OBJECTIF DE LA TÂCHE
Recopiez les lignes depuis celle qui contient "Ground window sill" jusqu'à celle qui contient "left=41, top=93, right=85, bottom=125", toutes deux incluses. Substituez "window ledge" à "window sill" et laissez tout le reste inchangé.

ENTRÉES AFFICHÉES
++++++

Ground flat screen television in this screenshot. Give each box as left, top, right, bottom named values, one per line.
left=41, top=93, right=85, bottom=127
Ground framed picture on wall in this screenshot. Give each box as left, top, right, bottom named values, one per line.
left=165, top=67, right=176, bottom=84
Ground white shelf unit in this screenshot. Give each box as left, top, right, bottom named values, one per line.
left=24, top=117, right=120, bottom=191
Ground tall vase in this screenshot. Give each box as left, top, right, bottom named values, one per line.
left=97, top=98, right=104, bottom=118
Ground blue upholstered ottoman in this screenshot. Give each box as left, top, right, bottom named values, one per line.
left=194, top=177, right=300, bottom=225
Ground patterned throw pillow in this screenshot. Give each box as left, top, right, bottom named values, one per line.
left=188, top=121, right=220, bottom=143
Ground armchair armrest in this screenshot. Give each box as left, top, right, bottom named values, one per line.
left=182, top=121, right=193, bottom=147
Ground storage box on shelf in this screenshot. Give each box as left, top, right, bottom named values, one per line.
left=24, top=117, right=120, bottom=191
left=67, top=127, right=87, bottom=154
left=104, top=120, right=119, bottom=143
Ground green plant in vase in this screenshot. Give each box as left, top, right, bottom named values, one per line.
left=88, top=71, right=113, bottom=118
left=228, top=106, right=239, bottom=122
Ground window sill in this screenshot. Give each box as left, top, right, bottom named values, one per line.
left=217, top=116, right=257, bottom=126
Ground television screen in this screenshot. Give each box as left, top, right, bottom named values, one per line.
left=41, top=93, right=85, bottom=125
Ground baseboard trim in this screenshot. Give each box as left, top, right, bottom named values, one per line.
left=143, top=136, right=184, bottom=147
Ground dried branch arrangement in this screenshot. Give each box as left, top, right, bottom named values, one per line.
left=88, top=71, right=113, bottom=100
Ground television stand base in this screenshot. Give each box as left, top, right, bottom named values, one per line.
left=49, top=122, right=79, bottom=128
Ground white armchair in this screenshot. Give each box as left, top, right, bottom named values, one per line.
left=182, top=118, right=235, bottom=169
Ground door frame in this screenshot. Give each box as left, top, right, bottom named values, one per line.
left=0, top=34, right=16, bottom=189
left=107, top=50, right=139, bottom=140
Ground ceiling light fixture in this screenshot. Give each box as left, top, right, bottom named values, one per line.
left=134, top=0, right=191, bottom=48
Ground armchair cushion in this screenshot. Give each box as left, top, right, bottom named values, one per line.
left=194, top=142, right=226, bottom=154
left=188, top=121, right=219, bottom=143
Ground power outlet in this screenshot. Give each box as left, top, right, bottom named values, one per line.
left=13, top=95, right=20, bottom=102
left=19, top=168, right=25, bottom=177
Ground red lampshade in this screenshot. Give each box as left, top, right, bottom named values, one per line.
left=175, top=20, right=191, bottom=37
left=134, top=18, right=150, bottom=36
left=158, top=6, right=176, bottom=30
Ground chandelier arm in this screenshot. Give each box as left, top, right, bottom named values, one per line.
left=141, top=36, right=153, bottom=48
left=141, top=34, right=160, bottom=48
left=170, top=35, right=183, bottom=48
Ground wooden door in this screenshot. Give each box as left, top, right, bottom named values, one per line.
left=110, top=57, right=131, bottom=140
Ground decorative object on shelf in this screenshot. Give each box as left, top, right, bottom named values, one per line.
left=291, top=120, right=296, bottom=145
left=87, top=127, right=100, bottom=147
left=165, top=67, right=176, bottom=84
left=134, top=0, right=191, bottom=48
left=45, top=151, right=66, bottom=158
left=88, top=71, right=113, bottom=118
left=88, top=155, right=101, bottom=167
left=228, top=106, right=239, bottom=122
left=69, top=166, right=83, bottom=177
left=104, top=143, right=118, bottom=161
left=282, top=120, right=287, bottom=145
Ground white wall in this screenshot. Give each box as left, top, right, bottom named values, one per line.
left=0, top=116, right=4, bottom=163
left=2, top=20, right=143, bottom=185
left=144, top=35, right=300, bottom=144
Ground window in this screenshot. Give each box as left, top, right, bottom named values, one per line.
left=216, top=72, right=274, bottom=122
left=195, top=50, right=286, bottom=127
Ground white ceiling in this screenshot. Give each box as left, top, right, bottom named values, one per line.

++++++

SOLUTION RÉDIGÉE
Ground window ledge in this screenshot. Give each box as left, top, right, bottom named values, one per line.
left=217, top=116, right=257, bottom=126
Ground television screen in this screenshot. Give each box as left, top, right, bottom named values, one per line.
left=41, top=93, right=85, bottom=125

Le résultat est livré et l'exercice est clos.